## 页面正文
<<<<

注意：对于 ASCII 字符串，因为无论哪种编码对应的结果都是一样的，所以可以直接使用 b'xxxx' 赋值创建 bytes 实例，但对于非 ASCII 编码的字符则不能通过这种方式创建 bytes 实例，需要指明编码方式。

b1=b'123'
print(type(b1))
# b2=b'中国' #报错
# 所以得这样:
b2=bytes('中国','utf8')
print(b2)#b'\xe4\xb8\xad\xe5\x9b\xbd'

四布尔值

一个布尔值只有True、False两种值，要么是True，要么是False，在Python中，可以直接用True、False表示布尔值（请注意大小写）

print(True)
print(4>2)
print(bool([3,4]))
print(True+1)

与或非操作：

bool(1 and 0)
bool(1 and 1)
bool(1 or 0)
bool(not 0)

布尔值经常用在条件判断中:

age=18
if age>18:#bool(age>18)
    print('old')
else:
    print('young')

五 List（列表）

OK,现在我们知道了字符串和整型两个数据类型了，那需求来了，我想把某个班所有的名字存起来，怎么办？

有同学说，不是学变量存储了吗，我就用变量存储呗，呵呵，不嫌累吗，同学，如班里有一百个人，你就得创建一百个变量啊，消耗大，效率低。

又有同学说，我用个大字符串不可以吗，没问题，你的确存起来了，但是，你对这个数据的操作（增删改查）将变得非常艰难，不是吗，我想知道张三的位置，你怎么办？

在这种需求下，编程语言有了一个重要的数据类型－－－－列表（list）

什么是列表：

列表（list）是Python以及其他语言中最常用到的数据结构之一。Python使用使用中括号 [ ] 来解析列表。列表是可变的（mutable）——可以改变列表的内容。

对应操作：

1 查（［］）

names_class2 = ['张三', '李四', '王五', '赵六']

print(names_class2[2])  #王五
print(names_class2[0:3])#['张三', '李四', '王五']
print(names_class2[0:7])    #['张三', '李四', '王五', '赵六']
print(names_class2[-1])     #赵六
print(names_class2[2:3])       #['王五']
print(names_class2[0:3:1])      #['张三', '李四', '王五']
print(names_class2[3:0:-1])        #['赵六', '王五', '李四']
print(names_class2[:])              #['张三', '李四', '王五', '赵六']

2 增（append，insert）

insert 方法用于将对象插入到列表中，而append方法则用于在列表末尾追加新的对象

names_class2.append('alex')
names_class2.insert(2,'alvin')
print(names_class2)

3 改（重新赋值）

insert 方法用于将对象插入到列表中，而append方法则用于在列表末尾追加新的对象

names_class2 = ['张三', '李四', '王五', '赵六']
names_class2.append('alex')
names_class2.insert(2,'alvin')
print(names_class2)  #['张三', '李四', 'alvin', '王五', '赵六', 'alex']

3 改（重新赋值）

names_class2 = ['张三', '李四', '王五', '赵六']
names_class2[3] = '赵七'
names_class2[0:2] = ['wusir', 'alvin']
print(names_class2) #['wusir', 'alvin', '王五', '赵七']

4 删（remove，del，pop）

names_class2 = ['张三', '李四', 'alvin', '王五', '赵六', 'alex']
names_class2.remove('alex')

>>>>

## 材料
<<<<

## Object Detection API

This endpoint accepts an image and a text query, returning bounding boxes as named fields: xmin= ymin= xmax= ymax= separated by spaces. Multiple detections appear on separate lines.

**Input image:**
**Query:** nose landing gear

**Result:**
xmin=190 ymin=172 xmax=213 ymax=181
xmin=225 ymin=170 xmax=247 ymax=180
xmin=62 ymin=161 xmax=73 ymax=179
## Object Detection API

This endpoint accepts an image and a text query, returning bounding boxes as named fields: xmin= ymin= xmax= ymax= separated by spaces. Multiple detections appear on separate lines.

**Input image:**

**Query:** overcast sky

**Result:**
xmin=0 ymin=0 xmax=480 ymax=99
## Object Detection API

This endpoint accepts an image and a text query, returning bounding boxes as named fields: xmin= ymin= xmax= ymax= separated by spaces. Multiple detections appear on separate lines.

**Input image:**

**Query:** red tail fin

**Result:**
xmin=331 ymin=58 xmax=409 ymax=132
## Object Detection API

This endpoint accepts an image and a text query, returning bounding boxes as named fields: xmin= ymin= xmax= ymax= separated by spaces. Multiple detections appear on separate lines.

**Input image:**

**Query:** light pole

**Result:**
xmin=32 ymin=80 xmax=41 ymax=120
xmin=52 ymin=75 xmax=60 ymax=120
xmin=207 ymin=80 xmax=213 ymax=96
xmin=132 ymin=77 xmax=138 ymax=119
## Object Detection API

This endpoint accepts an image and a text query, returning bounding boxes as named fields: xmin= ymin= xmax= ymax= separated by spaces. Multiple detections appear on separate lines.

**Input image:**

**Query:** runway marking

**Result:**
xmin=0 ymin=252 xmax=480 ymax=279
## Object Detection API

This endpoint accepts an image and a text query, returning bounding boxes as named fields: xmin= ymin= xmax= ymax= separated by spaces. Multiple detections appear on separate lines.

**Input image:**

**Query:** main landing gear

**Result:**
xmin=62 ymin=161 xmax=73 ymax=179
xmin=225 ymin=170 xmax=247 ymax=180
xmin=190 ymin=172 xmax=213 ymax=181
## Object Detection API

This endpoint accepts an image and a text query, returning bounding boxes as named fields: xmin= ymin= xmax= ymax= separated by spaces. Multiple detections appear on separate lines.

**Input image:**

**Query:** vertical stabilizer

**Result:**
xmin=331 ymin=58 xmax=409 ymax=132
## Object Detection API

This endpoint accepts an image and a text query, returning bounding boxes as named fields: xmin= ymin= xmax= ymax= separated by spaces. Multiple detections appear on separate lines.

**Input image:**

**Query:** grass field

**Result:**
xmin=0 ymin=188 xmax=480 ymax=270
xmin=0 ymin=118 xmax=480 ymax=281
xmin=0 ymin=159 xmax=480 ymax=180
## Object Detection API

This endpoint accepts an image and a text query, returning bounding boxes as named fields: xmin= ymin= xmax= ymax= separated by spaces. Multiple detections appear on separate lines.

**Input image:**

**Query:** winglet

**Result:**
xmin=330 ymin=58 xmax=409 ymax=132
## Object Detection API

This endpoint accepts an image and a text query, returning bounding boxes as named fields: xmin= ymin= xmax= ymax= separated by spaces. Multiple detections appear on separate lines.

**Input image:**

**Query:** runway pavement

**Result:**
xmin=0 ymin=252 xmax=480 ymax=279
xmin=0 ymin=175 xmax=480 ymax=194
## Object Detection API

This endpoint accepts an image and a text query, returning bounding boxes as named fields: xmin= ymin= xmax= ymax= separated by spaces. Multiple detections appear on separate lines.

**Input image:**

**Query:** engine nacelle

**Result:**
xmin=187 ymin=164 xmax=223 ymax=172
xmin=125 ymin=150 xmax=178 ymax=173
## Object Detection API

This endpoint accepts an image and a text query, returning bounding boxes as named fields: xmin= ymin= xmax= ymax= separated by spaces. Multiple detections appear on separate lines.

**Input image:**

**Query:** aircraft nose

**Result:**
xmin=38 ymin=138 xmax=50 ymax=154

>>>>
<<<<

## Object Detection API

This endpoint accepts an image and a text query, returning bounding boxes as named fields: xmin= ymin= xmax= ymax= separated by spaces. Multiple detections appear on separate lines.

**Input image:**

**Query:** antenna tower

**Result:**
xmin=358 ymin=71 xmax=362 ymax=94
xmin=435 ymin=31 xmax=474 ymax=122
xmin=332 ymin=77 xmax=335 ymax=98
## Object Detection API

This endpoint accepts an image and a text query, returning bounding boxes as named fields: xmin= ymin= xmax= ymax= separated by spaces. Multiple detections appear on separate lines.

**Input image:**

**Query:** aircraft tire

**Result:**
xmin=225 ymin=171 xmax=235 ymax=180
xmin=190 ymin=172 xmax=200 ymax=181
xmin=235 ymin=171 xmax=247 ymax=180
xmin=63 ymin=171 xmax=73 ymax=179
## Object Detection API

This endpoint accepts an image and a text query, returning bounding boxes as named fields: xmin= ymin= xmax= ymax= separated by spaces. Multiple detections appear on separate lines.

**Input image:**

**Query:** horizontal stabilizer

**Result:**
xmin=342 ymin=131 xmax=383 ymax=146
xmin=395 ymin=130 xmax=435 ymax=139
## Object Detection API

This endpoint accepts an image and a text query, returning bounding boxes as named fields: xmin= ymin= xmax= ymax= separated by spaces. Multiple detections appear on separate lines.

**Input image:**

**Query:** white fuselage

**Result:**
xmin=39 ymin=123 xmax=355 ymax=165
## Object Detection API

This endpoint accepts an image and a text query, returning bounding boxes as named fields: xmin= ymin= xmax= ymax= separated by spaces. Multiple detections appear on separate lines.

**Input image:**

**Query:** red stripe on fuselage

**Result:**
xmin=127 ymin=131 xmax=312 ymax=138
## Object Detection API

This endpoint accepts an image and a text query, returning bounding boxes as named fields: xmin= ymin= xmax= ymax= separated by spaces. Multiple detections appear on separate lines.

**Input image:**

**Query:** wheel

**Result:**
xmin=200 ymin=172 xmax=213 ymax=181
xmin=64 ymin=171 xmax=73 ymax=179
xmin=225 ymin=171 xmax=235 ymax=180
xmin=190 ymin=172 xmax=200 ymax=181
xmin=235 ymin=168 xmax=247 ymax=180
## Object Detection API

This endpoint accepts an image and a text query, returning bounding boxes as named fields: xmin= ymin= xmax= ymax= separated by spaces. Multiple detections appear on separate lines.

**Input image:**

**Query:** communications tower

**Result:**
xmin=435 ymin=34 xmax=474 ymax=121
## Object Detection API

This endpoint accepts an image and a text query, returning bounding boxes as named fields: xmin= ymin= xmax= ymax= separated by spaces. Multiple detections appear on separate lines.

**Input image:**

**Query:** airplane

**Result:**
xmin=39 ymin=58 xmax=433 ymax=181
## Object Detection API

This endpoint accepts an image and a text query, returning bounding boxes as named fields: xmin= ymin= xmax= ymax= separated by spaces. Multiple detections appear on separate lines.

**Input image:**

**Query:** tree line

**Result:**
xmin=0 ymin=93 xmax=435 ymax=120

>>>>

## 任务目标
将这篇 Python 数据类型教程从“注意：对于 ASCII 字符串，因为无论哪种编码对应的结果都是一样的，所以可以直接使用”开始、一直到“b2=bytes('中国','utf8')”为止重写一遍，并把其中的“bytes”都换成“字节串”。

## 练习答案
注意：对于 ASCII 字符串，因为无论哪种编码对应的结果都是一样的，所以可以直接使用 b'xxxx' 赋值创建 字节串 实例，但对于非 ASCII 编码的字符则不能通过这种方式创建 字节串 实例，需要指明编码方式。

b1=b'123'
print(type(b1))
# b2=b'中国' #报错
# 所以得这样:
b2=字节串('中国','utf8')